Problem: Repeat exactly the lines from the line containing "If you could place a marker on the bowl" through the last line of the records below, inclusive, and nothing else.
+ + + + +
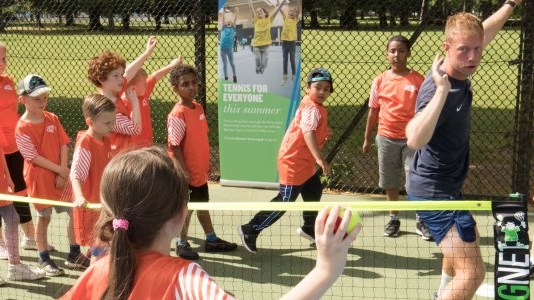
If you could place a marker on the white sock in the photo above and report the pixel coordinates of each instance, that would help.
(445, 279)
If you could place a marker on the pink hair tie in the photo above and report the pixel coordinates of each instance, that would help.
(120, 224)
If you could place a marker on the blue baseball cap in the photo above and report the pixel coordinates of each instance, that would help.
(320, 74)
(33, 85)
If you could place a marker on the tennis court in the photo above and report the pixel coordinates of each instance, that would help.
(406, 267)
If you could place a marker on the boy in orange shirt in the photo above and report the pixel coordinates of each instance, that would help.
(42, 142)
(91, 155)
(188, 146)
(143, 86)
(15, 270)
(110, 74)
(391, 106)
(298, 158)
(14, 160)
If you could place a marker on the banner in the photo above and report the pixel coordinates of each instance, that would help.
(258, 86)
(512, 258)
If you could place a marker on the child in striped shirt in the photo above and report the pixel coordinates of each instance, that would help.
(91, 155)
(110, 74)
(42, 141)
(144, 205)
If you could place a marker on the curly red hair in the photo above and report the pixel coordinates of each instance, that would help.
(100, 66)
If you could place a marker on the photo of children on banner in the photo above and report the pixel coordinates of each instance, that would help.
(511, 231)
(272, 30)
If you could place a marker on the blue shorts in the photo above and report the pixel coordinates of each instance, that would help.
(439, 222)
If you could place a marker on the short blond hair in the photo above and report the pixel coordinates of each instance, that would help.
(463, 23)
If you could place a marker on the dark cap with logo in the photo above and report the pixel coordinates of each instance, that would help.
(33, 85)
(320, 74)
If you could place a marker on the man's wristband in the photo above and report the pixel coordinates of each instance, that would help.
(511, 3)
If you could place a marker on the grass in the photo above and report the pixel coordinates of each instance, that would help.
(354, 57)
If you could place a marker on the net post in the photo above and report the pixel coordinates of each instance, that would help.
(511, 240)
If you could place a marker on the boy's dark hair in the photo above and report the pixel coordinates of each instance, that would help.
(400, 39)
(145, 188)
(265, 11)
(95, 104)
(100, 66)
(180, 71)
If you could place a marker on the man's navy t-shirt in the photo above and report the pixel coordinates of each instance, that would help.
(440, 167)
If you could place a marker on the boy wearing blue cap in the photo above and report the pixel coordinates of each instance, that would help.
(298, 158)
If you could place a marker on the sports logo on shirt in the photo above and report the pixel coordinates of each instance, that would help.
(410, 88)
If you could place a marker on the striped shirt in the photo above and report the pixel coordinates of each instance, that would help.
(158, 276)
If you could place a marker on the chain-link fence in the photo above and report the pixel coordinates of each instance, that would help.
(56, 38)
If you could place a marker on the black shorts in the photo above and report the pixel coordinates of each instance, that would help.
(199, 193)
(15, 164)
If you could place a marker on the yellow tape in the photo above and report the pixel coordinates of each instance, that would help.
(299, 206)
(15, 198)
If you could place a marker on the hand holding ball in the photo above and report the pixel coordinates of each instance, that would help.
(355, 219)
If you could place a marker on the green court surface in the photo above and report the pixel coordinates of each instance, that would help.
(378, 267)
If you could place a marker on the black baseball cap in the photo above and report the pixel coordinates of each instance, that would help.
(320, 74)
(33, 86)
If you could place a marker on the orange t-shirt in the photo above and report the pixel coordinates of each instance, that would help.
(123, 131)
(188, 128)
(44, 139)
(296, 163)
(145, 138)
(3, 182)
(157, 277)
(395, 96)
(89, 160)
(8, 112)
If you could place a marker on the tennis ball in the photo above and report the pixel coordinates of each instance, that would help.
(355, 219)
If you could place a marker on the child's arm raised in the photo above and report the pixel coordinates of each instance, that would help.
(252, 9)
(63, 157)
(9, 181)
(134, 125)
(277, 9)
(165, 70)
(236, 11)
(134, 66)
(332, 249)
(79, 172)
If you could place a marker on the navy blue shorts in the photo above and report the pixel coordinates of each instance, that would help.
(439, 222)
(199, 193)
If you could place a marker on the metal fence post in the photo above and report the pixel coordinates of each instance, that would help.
(200, 49)
(523, 138)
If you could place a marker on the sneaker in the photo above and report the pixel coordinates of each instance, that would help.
(77, 261)
(185, 252)
(50, 268)
(23, 272)
(392, 228)
(284, 80)
(422, 230)
(30, 244)
(307, 235)
(3, 252)
(219, 245)
(248, 237)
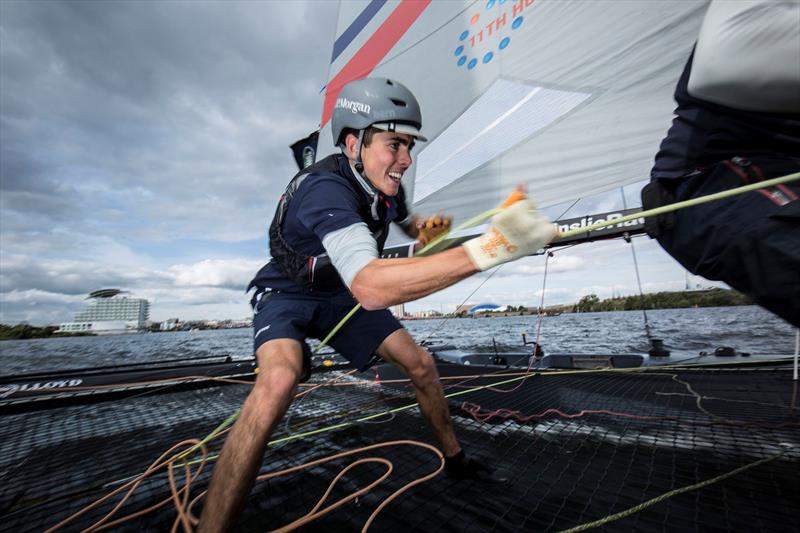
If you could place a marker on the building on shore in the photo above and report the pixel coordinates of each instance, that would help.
(110, 313)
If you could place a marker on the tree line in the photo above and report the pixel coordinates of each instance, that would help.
(26, 331)
(663, 300)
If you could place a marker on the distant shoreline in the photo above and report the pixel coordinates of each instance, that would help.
(715, 297)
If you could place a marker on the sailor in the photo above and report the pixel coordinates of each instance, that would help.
(325, 242)
(737, 122)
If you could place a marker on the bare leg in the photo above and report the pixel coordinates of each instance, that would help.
(280, 363)
(400, 349)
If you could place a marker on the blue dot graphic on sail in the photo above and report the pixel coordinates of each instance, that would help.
(489, 31)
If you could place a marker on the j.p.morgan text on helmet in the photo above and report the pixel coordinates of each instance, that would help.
(355, 107)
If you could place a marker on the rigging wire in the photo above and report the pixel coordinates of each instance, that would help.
(638, 277)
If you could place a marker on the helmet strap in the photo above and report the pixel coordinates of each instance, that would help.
(359, 164)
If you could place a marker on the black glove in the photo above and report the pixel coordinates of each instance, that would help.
(462, 468)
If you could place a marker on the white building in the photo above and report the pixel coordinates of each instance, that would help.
(110, 313)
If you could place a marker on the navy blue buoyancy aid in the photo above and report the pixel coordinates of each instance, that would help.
(316, 273)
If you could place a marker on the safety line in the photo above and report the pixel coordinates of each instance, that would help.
(601, 224)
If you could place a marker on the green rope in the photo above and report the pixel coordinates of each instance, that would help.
(686, 203)
(670, 494)
(488, 214)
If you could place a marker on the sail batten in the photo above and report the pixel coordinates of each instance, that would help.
(570, 97)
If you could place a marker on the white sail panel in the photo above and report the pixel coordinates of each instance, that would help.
(626, 55)
(506, 114)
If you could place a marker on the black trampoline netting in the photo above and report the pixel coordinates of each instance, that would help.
(719, 448)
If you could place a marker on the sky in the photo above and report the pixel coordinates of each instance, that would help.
(143, 146)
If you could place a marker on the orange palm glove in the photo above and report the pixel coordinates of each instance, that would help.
(432, 227)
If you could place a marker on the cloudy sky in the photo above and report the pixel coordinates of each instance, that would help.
(144, 145)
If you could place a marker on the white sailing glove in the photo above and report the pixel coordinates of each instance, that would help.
(515, 232)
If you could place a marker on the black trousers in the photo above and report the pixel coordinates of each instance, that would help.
(750, 241)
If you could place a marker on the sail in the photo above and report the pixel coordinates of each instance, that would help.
(570, 97)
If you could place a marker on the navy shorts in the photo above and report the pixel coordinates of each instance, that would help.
(280, 315)
(750, 241)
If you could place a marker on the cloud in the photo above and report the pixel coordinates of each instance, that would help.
(230, 274)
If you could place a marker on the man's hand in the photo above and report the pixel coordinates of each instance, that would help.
(516, 231)
(432, 227)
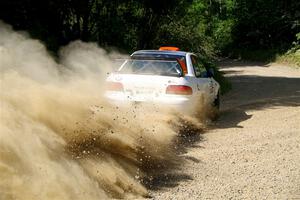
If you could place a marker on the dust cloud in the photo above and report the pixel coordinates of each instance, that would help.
(60, 139)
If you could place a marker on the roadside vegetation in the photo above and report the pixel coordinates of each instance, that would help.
(254, 30)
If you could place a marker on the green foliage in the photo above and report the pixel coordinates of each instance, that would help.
(247, 29)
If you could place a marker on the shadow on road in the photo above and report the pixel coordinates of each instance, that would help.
(256, 93)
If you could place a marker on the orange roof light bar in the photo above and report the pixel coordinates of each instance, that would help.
(169, 49)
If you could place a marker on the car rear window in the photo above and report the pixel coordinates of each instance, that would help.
(152, 67)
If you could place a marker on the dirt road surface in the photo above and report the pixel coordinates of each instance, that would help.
(253, 150)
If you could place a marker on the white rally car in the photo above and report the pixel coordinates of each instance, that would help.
(167, 77)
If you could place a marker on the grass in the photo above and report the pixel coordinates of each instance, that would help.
(291, 58)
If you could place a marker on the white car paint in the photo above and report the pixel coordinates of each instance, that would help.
(152, 88)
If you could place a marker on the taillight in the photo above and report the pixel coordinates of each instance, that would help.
(114, 86)
(179, 89)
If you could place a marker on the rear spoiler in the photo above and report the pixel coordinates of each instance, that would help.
(180, 62)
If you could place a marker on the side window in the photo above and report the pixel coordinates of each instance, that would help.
(199, 69)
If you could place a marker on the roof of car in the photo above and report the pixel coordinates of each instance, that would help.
(158, 52)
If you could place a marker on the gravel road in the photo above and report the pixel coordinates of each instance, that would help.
(253, 150)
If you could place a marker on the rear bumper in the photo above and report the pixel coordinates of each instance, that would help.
(176, 102)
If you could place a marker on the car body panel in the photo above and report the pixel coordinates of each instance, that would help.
(152, 88)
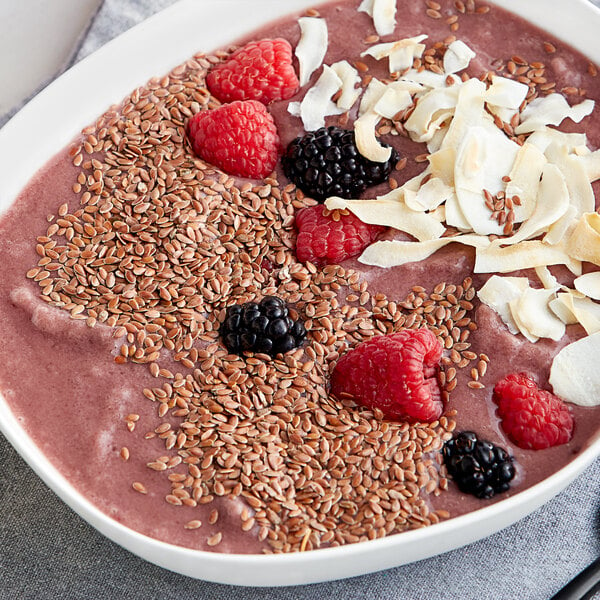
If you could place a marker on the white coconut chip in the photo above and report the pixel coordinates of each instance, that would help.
(533, 315)
(591, 164)
(551, 204)
(401, 53)
(574, 375)
(580, 189)
(390, 210)
(312, 47)
(350, 79)
(392, 102)
(366, 141)
(551, 110)
(394, 253)
(457, 57)
(505, 93)
(584, 241)
(483, 158)
(546, 278)
(498, 292)
(524, 181)
(383, 13)
(585, 311)
(560, 230)
(375, 90)
(317, 103)
(432, 109)
(525, 255)
(589, 284)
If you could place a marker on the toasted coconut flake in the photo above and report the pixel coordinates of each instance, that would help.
(506, 93)
(584, 242)
(312, 46)
(390, 210)
(366, 140)
(401, 54)
(525, 178)
(551, 204)
(498, 292)
(574, 375)
(551, 110)
(457, 57)
(589, 284)
(525, 255)
(317, 103)
(533, 316)
(350, 79)
(394, 253)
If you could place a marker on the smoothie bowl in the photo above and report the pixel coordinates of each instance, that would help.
(279, 334)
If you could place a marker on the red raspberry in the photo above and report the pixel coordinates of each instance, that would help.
(396, 373)
(240, 138)
(323, 241)
(260, 71)
(533, 418)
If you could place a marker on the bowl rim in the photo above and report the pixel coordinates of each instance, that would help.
(131, 49)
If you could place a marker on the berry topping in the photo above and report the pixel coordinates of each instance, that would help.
(478, 467)
(240, 138)
(532, 418)
(326, 238)
(395, 373)
(259, 70)
(261, 327)
(326, 162)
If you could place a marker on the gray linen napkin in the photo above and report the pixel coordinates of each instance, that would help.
(48, 552)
+ + + + +
Full output:
If you could place a marker on the bowl rim in the photo above and report the pixel coordinates of each instance, that would help.
(131, 49)
If you could place a marker on the berry topping in the photo above and report the pixel coordinates of each instance, that would help.
(478, 467)
(240, 138)
(532, 418)
(326, 238)
(395, 373)
(259, 70)
(261, 327)
(326, 162)
If you could place a marker on the gray linen napkin in the photo above and report the pixel coordinates of each instance, that would help.
(48, 552)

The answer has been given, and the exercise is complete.